▸ **What needs to be done**
Print the listing once more, exactly as written.

▸ **Source records**
=== Begin Enclosure ===
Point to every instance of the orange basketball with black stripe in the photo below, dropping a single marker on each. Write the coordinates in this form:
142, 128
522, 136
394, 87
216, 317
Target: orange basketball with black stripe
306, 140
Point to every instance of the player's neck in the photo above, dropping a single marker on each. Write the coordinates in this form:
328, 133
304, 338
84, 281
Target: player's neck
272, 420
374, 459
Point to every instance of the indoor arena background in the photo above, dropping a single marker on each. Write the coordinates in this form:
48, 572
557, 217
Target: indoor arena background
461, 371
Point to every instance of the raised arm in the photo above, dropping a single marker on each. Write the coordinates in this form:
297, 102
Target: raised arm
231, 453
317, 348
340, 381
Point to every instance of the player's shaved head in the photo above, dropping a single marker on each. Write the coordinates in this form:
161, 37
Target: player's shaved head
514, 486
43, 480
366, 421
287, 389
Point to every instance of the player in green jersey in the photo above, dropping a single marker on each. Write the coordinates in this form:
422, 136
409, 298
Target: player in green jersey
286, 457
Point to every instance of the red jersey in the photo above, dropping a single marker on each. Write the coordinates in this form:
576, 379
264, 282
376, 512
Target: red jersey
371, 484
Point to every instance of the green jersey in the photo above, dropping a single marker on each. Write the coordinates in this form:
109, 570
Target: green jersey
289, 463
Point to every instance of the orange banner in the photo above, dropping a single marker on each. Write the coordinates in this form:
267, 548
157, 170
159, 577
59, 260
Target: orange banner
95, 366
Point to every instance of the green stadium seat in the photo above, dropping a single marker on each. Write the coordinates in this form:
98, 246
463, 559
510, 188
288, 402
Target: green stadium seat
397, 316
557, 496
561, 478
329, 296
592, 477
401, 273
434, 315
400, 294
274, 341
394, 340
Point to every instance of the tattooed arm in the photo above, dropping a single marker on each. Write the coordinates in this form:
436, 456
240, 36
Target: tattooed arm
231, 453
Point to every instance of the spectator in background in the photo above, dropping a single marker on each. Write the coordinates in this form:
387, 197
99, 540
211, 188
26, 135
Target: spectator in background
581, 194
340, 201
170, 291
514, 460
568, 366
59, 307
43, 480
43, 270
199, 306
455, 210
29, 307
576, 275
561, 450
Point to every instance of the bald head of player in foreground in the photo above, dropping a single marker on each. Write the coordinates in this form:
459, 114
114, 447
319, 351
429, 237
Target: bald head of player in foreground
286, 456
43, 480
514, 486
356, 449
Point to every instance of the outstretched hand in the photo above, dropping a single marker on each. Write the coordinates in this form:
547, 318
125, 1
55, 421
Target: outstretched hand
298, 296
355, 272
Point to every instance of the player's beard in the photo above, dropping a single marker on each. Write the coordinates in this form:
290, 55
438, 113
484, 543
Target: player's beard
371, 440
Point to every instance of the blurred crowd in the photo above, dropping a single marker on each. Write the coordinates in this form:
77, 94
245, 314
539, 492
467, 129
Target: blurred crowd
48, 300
=== End Enclosure ===
▸ **Solution to the problem**
Point to every instance of the orange basketball with black stripe in the photo below, dropping a single marker on each. Write the coordinates in this form:
142, 128
522, 136
394, 87
216, 317
Target: orange basketball with black stripe
306, 140
Point to every instance of the player's neck in the photo above, dropping a single marker on each. Write the coordinates in this form:
328, 133
304, 338
84, 281
Target: player's neck
272, 420
374, 459
Point to every instance of the indoor arena background in the photo above, dropping a single marker on each. Write the coordinates in this form:
48, 572
557, 217
Target: indoor arena background
461, 371
Point to every instance of the raised arm in the photo above, dropping a single marker on each. Write the coordinates in this form:
297, 102
Target: raised arm
231, 453
317, 348
340, 381
Point to every instance of the player's shaved head in the photo above, dropping a single marker on each. Write the coordinates in this form:
161, 37
Target: player's shaved head
514, 486
43, 480
366, 421
287, 389
Point to every instance of the player in green jersey in the photo above, dropping a single marker on each. Write the coordinates in this form:
422, 136
409, 298
Target: player in green jersey
286, 457
Point to every instance of the red jersey in the photo above, dropping a single marker on each. Write the coordinates in this form:
576, 379
264, 282
376, 512
Target: red jersey
371, 484
Point to every instance of the green jersey in the photo above, dropping a single marker on each. Write the coordinates in this form:
109, 570
Target: green jersey
289, 463
Point to every instance of the orange banner in the photo above, dropping a single marker on each. Write the coordinates in this form:
267, 548
157, 170
159, 577
59, 260
Target: orange banner
95, 366
Point to every instance of the green stadium seat in the photo above, dropping a single marker on each. Write the coordinates in this form:
98, 246
463, 559
510, 188
288, 402
Target: green stadium seat
397, 316
557, 496
561, 478
329, 296
592, 477
401, 273
434, 315
400, 294
274, 341
394, 340
Point to every instance of the tattooed arm in the photo above, dropping a single marker on each. Write the coordinates in this form:
436, 456
240, 36
Target: tattooed arm
231, 453
Point to every instance of the spectator in background in the photo above, dropping a single marker on each. Write the coordinates in this form:
387, 197
99, 540
211, 188
26, 135
Target: spectator in background
581, 194
340, 201
170, 291
514, 460
568, 366
59, 307
43, 480
43, 270
199, 306
455, 210
29, 307
576, 275
561, 450
Point to every instance of the bald head of player in foreground in the photo above, dropping a single marker on each. Write the coordinates in this form:
459, 114
114, 447
319, 351
429, 237
Target: bald head of player in foreground
286, 456
43, 480
514, 486
356, 449
Point to every instance of the outstretched hand in the photo above, dropping a single marker on each. Write the coordinates in this form:
547, 318
125, 1
55, 421
Target: outstretched hand
298, 296
355, 272
Point to every instance of the player's beard in the photo above, dropping a single marker on each. Write the coordinates in this form:
290, 55
438, 113
484, 543
Target: player's beard
371, 440
Point to every instance of the blurred crowd in the photo above, dropping a single marker on each. Write the coordinates in this form:
77, 94
245, 314
539, 492
467, 129
Target: blurred crowd
48, 300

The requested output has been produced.